» Written exercise: Locate every line below that contains the word "short" and copy each of those lines in full.

» Input data:
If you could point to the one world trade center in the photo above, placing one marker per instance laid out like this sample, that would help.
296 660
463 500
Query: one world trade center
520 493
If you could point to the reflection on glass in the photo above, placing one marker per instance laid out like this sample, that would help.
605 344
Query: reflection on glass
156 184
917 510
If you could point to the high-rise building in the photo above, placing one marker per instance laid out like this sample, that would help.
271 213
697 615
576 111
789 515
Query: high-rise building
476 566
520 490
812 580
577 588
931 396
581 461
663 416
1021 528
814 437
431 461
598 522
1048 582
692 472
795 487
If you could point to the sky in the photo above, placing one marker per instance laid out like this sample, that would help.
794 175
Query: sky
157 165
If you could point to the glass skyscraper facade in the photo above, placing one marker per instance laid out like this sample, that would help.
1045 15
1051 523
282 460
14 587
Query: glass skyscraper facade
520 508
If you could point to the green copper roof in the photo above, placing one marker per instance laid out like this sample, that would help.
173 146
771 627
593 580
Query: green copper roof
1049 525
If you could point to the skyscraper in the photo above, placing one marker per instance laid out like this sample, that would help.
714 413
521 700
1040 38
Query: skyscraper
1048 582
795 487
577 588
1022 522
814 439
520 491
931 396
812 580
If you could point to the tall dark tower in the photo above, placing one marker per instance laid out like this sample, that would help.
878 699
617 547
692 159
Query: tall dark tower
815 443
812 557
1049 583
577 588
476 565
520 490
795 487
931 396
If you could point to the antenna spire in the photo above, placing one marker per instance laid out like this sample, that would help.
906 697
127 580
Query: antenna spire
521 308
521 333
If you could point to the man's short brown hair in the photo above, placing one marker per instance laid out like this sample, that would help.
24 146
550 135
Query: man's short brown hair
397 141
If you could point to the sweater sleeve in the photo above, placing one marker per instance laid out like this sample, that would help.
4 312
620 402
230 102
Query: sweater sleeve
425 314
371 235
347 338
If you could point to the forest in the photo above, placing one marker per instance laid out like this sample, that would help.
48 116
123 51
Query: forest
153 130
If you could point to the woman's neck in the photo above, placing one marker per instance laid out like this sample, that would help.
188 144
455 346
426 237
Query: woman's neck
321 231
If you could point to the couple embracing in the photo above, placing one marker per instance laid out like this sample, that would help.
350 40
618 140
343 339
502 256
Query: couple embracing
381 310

* * *

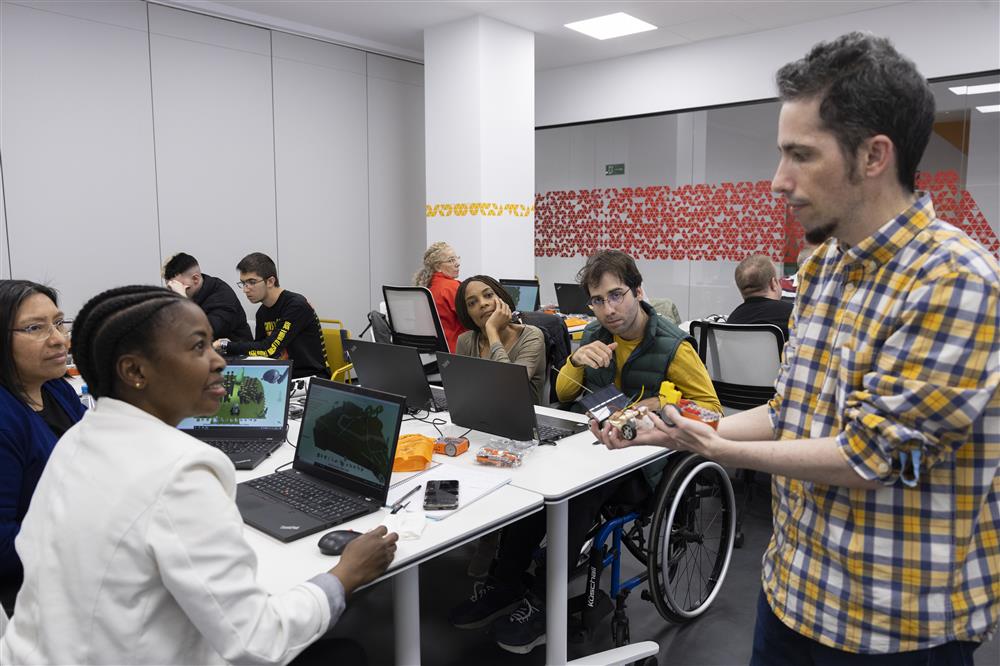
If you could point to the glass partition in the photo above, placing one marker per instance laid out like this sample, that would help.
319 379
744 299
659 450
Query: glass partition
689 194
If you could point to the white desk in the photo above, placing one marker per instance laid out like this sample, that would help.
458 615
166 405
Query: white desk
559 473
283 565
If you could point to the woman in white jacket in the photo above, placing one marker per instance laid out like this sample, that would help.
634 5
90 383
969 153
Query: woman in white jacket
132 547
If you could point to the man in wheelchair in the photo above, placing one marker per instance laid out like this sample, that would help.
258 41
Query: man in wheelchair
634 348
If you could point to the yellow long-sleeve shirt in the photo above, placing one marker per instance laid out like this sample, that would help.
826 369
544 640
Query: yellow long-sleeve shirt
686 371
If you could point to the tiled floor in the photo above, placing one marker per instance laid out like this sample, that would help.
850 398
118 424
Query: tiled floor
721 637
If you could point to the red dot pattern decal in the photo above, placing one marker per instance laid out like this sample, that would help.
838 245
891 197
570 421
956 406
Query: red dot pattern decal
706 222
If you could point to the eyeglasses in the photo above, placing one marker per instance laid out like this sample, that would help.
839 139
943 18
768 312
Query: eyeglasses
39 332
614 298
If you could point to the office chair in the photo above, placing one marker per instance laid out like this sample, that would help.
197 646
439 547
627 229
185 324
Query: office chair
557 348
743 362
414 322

» Answer to this problem:
If you could point to the man's short brown hair in the photo above, placing one marker per instance laid out like this sample, that would help.
Query: man's short brown hair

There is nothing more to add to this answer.